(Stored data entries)
BEGIN
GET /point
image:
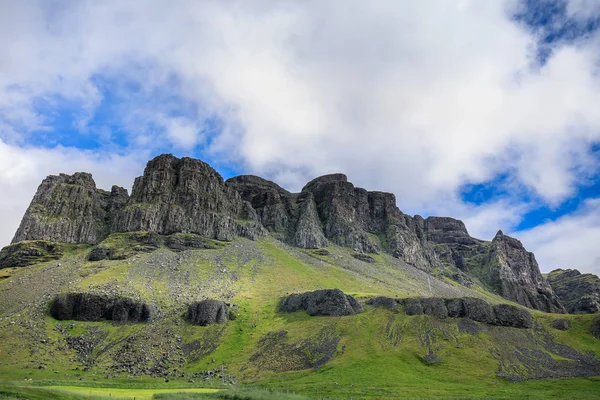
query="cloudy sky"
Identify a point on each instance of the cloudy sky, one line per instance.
(488, 111)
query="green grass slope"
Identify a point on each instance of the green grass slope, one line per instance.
(375, 354)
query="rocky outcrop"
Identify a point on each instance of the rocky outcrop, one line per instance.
(27, 253)
(92, 307)
(187, 195)
(273, 204)
(208, 312)
(596, 327)
(468, 307)
(561, 324)
(308, 232)
(69, 208)
(330, 302)
(509, 315)
(382, 301)
(513, 273)
(579, 293)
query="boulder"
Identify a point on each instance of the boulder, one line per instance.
END
Copy out each line of the records where the word "query" appears.

### Finished task
query="cloudy sky"
query="green grass slope"
query="rocky outcrop"
query="boulder"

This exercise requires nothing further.